Windows performance counters are found after installation from the Variables list. To display only performance counters, the "sys*" filter can be applied to the "Name" property.

Depending on the configuration, some performance counters are not collecting data. These are marked with a red exclamation mark icon. The history of a variable is found easiest from the context menu of the variable instance by selecting "Send to" > "Trend". The performance data is collected from Windows performance counters by the service RTDB-EcPerfMon. If some important counters are missing, adding new ones is done by adding new rows to the eccrossrefs table using the ODBC interface.

Windows Event log

The RTDB services and software libraries may write messages to the Windows Event Log in situations where the other diagnostic means are not possible (for example, when the MessageLog table of the RTDB database is missing or corrupted, or the given RTDB data path was incorrect). In addition, Windows does useful logging in case of application crashes.

Windows Event Viewer is started from the Windows start menu ‘All Programs\Administrative Tools\Event Viewer’. Windows Administrative rights are needed. The messages from RTDB or messages from application crashes are available in the folder Windows Logs in the list ‘Application’.

Windows Task Manager and Resource Monitor

Windows task manager is a useful tool for any RTDB administrator. Quickly taking a look at the process list (sort by image name) shows a lot about the system to the administrator, at least when enough columns have been selected to be visible (from main menu "View" > "Select Columns"). "Show process from all users" should be selected, as otherwise all RTDB processes are not visible (depending on the user).

579

Windows Task Manager is showing multiple RTDB processes. Some RTDB-related processes, where the name starts with ‘Vtrin’, are not visible in this picture. Some of the processes are running under the system account, as others are running using the admin user credentials.

Saved entries:
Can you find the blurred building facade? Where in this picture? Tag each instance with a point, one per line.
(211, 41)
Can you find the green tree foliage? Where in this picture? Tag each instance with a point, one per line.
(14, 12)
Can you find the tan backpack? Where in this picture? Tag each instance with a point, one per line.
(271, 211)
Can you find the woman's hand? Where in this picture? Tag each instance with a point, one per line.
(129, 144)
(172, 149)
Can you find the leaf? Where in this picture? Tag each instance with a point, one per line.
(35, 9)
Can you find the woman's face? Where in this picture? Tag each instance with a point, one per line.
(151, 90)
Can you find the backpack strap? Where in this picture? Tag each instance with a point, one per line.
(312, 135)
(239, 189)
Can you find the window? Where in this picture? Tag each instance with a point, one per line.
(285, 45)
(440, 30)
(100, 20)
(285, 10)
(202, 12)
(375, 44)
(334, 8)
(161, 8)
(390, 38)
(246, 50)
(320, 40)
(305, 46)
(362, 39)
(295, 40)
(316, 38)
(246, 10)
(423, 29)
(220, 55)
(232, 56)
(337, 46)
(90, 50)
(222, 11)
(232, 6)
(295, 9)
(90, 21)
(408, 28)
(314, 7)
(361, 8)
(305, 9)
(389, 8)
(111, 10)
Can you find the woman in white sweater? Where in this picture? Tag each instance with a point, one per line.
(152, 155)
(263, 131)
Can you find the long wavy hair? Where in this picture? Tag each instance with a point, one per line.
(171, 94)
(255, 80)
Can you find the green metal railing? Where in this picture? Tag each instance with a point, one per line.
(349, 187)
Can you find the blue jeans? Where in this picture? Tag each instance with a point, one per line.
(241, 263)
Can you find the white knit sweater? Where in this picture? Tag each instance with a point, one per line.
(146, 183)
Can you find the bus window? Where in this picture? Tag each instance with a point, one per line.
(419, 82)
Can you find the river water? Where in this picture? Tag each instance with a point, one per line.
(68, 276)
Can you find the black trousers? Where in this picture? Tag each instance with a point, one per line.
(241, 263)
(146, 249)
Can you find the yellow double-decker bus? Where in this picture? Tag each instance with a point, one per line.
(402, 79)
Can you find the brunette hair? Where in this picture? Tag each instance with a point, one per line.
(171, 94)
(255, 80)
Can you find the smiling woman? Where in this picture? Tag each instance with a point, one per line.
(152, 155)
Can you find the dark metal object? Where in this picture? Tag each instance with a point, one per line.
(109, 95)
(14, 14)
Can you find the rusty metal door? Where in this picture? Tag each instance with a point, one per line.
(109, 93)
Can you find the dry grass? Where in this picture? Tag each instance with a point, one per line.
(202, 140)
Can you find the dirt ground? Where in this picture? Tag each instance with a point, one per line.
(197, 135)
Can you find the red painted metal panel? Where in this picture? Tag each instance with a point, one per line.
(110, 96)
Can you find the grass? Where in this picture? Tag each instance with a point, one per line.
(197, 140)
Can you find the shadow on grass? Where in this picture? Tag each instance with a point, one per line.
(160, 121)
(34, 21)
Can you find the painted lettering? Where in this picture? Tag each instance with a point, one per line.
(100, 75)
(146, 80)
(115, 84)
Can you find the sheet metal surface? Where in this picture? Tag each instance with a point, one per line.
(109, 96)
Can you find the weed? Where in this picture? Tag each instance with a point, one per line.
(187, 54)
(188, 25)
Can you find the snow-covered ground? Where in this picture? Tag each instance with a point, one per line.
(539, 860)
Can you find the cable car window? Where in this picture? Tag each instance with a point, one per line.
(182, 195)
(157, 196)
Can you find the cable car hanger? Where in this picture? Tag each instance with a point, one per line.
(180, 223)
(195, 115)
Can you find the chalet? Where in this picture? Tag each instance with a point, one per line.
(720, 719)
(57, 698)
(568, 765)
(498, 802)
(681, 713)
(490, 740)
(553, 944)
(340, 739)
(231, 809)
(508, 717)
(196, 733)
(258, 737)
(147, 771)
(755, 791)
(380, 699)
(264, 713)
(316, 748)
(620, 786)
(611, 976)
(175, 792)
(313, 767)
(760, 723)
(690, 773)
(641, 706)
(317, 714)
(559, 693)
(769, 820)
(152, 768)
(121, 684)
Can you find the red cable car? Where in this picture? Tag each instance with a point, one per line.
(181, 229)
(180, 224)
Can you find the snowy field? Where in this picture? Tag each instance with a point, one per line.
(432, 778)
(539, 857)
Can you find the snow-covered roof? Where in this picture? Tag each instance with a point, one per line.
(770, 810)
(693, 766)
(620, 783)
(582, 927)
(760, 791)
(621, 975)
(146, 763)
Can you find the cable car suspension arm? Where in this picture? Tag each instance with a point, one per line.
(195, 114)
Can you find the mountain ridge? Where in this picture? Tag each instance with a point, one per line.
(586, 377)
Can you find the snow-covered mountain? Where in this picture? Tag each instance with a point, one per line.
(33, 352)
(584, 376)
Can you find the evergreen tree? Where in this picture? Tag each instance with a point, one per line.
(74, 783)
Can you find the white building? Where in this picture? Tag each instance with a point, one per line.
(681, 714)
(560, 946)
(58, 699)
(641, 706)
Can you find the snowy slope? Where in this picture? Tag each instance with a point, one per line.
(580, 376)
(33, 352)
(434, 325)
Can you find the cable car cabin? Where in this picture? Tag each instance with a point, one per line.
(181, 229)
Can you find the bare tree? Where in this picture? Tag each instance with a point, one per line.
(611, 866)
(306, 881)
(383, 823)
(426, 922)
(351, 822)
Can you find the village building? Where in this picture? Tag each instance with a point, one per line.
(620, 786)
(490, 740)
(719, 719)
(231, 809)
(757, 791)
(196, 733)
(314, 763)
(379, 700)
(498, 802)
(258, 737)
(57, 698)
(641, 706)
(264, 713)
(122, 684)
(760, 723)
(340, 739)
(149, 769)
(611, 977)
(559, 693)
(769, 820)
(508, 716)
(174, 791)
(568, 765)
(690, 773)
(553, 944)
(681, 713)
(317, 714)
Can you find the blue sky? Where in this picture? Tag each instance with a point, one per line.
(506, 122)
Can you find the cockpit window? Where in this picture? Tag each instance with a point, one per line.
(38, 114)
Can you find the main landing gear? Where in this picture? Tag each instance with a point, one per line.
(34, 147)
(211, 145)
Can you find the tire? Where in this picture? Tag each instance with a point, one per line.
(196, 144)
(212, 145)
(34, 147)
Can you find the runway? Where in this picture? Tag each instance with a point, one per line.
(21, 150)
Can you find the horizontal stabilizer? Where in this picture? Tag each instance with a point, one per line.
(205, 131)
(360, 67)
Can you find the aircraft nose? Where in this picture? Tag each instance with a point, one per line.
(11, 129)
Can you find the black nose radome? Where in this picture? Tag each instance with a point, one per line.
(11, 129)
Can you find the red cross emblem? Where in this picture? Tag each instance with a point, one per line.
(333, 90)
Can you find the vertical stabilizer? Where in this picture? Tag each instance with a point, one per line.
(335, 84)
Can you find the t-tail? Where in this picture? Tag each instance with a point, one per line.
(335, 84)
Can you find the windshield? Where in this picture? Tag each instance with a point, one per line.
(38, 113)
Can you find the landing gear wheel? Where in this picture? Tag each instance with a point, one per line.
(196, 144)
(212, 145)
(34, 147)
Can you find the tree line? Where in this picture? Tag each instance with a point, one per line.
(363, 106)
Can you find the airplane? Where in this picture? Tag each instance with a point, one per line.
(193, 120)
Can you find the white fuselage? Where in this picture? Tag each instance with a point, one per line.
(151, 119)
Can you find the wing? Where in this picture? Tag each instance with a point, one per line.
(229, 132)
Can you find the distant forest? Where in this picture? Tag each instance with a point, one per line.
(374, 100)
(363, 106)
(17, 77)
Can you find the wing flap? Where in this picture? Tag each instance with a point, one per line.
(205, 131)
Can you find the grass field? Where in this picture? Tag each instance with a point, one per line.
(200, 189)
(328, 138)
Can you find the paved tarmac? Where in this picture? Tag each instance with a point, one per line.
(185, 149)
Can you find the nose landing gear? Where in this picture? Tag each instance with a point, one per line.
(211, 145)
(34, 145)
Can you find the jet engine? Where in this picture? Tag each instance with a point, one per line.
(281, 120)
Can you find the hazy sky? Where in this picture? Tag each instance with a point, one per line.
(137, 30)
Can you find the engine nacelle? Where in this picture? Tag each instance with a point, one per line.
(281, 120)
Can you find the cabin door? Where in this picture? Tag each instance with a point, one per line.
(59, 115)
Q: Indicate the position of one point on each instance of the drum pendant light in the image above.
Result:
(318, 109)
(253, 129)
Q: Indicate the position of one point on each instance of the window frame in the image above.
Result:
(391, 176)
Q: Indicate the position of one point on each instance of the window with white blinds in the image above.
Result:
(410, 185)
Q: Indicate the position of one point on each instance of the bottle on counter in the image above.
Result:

* [Problems to work on]:
**A)** In the text on RTDB diagnostics in Windows, which service collects the performance data from Windows performance counters?
**B)** Translate this sentence from the text on RTDB diagnostics in Windows into French: "Windows task manager is a useful tool for any RTDB administrator."
**C)** Continue the text on RTDB diagnostics in Windows, starting after its final sentence.
The rows have no role in this work.

* [Answers for each item]:
**A)** The service RTDB-EcPerfMon collects it.

**B)** Le gestionnaire des tâches de Windows est un outil utile pour tout administrateur RTDB.

**C)**
A quite useful tool available in Windows Server 2008, Windows Server 2008 R2 and Windows 7 is ‘Resource Monitor’ (here a version from Windows Server 2008 R2 is used). Especially the version available in 2008 R2 is nice, as it contains an easy-to-use tool for monitoring disk activity file-by-file for each process. Resource Monitor is started e.g. from the Task Manager ‘Performance’ tab from the button ‘Resource Monitor’ (Figure 6.10).

582

Windows Task Manager shows the performance overview of the computer. Resource Monitor is started from the button ‘ResourceMonitor…’.

There are many useful features and separate diagnostics for ‘Overview of the performance’, ‘CPU’, ‘Memory’, ‘Disk I/O’ and ‘Networking’ behind the five tabs. As Disk I/O usually is the first bottleneck in this kind of database product, a very nice feature is the ability to monitor in detail which processes are consuming the most I/O time, and what tables are causing the load.

706

Windows resource monitor showing the disk activity of the "RTDB_ConsistencyController" process in High Availability RTDB main node. The ‘File’ column of the ‘Disk Activity’ section is showing the database tables the I/O access is directed to.

SysInternal's Process Explorer

Process Explorer (procexp.exe), originally written by Mark Russinovich, and nowadays a free Microsoft product, is a powerful tool to monitor processes in a system. Process Explorer can be used e.g. to verify what dlls some process has loaded (From main menu ‘View\Show Lower Pane’ and ‘View\Show Lower Pane View\DLLs’ should be selected). Another common use case is to show the handles that the process owns (from main menu ‘View\Show Lower Pane’ and ‘View\Show Lower Pane View\Handles’ should be selected).

Searches can be done to find if a particular dll or handle is owned by any process (from main menu ‘Find\Find Handle or DLL’). This is a particularly nice feature e.g. to ensure that any application program is not keeping some dlls loaded when they should not do that (e.g. when upgrading RTDB). An experienced user can also use the Handle search to troubleshoot locking problems.